═════ Source passage ═════

Youngsters today don't remember it; x86 was fucking dead according to the press; it really wasn't until Athlon 64 came out (which gave a huge bump to Linux as it was one of the first OSes to fully support it - one of the reasons I went to Gentoo early on was to get that sweet 64 bit compilation!) that everyone started to admit the Itanium was a turd.
The key to the whole thing was that it was a great 32 bit processor; the 64 bit stuff was gravy for many, later.
Apple did something similar with its CPU changes - now three - they only swap when the old software runs better on the new chip even if emulated than it did on the old.
AMD64 was also well thought out; it wasn't just a simple "have two more bytes" slapped on 32 bit. Doubling the number of general purpose registers was noticeable - you took a performance hit going to 64 bit early on because all the memory addresses were wider, but the extra registers usually more than made up for it.
Fun fact: Bob Colwell (chief architect of the Pentium Pro through Pentium 4) recently revealed that the Pentium 4 had its own 64-bit extension to x86 that would have beaten AMD64 to market by several years, but management forced him to disable it because they were worried that it would cannibalize IA64 sales.
> Intel’s Pentium 4 had our own internal version of x86–64. But you could not use it: we were forced to “fuse it off”, meaning that even though the functionality was in there, it could not be exercised by a user. This was a marketing decision by Intel — they believed, probably rightly, that bringing out a new 64-bit feature in the x86 would be perceived as betting against their own native-64-bit Itanium, and might well severely damage Itanium’s chances. I was told, not once, but twice, that if I “didn’t stop yammering about the need to go 64-bits in x86 I’d be fired on the spot” and was directly ordered to take out that 64-bit stuff.
"Recently revealed" is more like a confirmation of what I had read many years before; and furthermore, that Intel's 64-bit x86 would've been more backwards-compatible and better-fitting than AMD64, which looks extremely inelegant in contrast, with several stupid missteps like https://www.pagetable.com/?p=1216 (the comment near the bottom is very interesting.)

═════ Supplied data ═════

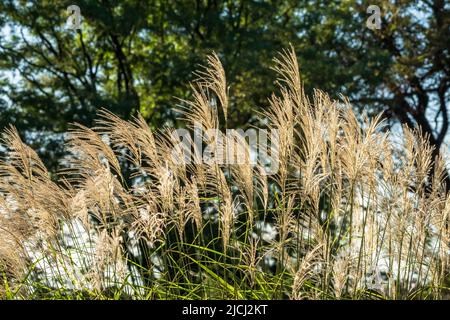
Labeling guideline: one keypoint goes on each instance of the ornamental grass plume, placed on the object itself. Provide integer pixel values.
(354, 210)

═════

-- Complete the following --
[1] Answer these questions about the x86-64 comments:
(a) The release of which processor does the text say led everyone to start admitting the Itanium was a turd?
(b) What did AMD64 double, according to the text?
(c) How many times was the Pentium 4 architect told he would be fired if he kept talking about 64 bits in x86?
[2] Transcribe the x86-64 comments from "Apple did something" to "made up for it.".
The data has no role in any of these tasks.

-- Solutions to the tasks --
[1]
(a) The Athlon 64.
(b) The number of general purpose registers.
(c) Twice.

[2]
Apple did something similar with its CPU changes - now three - they only swap when the old software runs better on the new chip even if emulated than it did on the old.
AMD64 was also well thought out; it wasn't just a simple "have two more bytes" slapped on 32 bit. Doubling the number of general purpose registers was noticeable - you took a performance hit going to 64 bit early on because all the memory addresses were wider, but the extra registers usually more than made up for it.